Pointing dataset excerpts
+---+

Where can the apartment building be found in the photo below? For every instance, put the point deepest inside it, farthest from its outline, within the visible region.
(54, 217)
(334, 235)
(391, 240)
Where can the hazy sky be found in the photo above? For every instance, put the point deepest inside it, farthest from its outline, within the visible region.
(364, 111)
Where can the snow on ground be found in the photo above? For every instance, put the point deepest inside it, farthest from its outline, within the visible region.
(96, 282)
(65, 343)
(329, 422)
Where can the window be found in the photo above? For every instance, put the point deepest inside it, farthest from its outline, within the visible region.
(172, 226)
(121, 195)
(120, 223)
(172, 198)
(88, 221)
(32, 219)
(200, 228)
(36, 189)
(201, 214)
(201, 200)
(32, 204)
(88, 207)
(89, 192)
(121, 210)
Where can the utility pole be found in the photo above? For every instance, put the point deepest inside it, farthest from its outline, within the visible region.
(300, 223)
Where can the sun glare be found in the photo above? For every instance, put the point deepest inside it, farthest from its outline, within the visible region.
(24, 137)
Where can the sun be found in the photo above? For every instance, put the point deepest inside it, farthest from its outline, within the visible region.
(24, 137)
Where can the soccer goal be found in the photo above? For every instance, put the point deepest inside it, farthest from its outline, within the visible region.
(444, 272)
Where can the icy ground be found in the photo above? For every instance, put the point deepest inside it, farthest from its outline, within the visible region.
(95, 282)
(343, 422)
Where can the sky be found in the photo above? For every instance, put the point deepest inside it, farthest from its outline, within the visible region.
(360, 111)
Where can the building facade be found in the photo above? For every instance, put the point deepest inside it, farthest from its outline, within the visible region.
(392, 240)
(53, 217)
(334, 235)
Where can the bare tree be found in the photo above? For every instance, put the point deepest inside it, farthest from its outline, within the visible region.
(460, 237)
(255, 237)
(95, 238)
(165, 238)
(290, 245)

+---+

Turn the entries into a JSON list of strings, one string per line, starting at the line that contains "Where can the soccer" and continuing through the final entry, with blank lines left out.

[
  "Where can the soccer goal be found in the photo above? For every instance, put the point deepest inside it, farthest from its outline, within the visible region.",
  "(444, 272)",
  "Where can the icy ground be found in the photo above? For every instance, put the point deepest inside it, farthest from its outline, within the visible region.",
  "(95, 282)",
  "(343, 422)",
  "Where can the sky be found in the photo above? For every instance, put the point deepest inside it, farthest from its outline, within the visible region.",
  "(360, 111)",
  "Where can the building facade be found in the photo above? For every instance, put the point deepest inside it, farthest from its outline, within the visible region.",
  "(392, 240)",
  "(53, 217)",
  "(334, 235)",
  "Where can the bare tree be found in the photo above? For every instance, put the point deepest inside it, farthest from its outline, within the visible region.",
  "(460, 237)",
  "(255, 237)",
  "(95, 238)",
  "(165, 238)",
  "(290, 245)"
]